*Instructions to follow*.
Rewrite the material, starting at the line that contains "Task: place one pin on each instance of the building" and ending at the final line of the material, with both of those lines included. Keep the task lines unchanged and offset every x and y coordinate in the answers by +120.

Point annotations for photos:
====
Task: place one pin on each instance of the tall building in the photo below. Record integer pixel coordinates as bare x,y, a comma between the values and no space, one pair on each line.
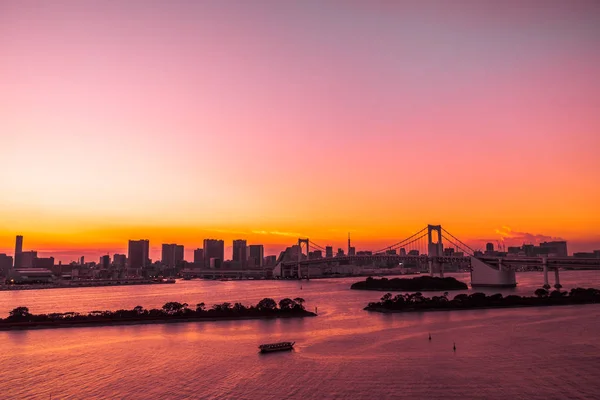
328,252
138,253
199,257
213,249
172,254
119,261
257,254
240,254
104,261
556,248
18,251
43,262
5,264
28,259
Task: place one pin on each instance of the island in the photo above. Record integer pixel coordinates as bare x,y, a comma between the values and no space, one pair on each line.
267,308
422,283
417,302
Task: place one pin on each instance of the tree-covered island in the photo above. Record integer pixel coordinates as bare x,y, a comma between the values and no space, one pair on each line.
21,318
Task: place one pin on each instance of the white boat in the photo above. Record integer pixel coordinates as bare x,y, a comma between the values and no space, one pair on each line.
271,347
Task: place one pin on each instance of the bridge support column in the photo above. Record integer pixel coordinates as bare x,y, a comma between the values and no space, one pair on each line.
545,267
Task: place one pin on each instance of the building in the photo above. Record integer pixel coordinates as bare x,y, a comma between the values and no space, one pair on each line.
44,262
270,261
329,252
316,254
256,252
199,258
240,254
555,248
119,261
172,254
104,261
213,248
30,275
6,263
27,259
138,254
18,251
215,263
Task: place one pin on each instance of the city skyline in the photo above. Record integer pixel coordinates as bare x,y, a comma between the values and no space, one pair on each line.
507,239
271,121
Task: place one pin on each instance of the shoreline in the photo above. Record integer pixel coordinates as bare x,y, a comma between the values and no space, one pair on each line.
====
*Response to this exercise*.
Task: place one pin on each instance of the building in the photo above. Record integer pixel coordinates as bare x,y, a comma between the values and no space, one pair on each line.
164,382
390,381
449,372
436,374
376,372
319,378
360,374
675,368
239,381
292,374
224,381
333,368
150,395
126,383
147,379
258,374
138,371
335,383
Task: place one pin on each instance of the city skyline in the photo above. Record integer pixel coordinates as bare x,y, a comma between the values and no space, one pair on each line.
627,359
391,241
Task: place one pin on each instance of the shoreline in the photo above. Record integer pixel coordinates as bare x,y, a comma between the values and no space, one pair on each line.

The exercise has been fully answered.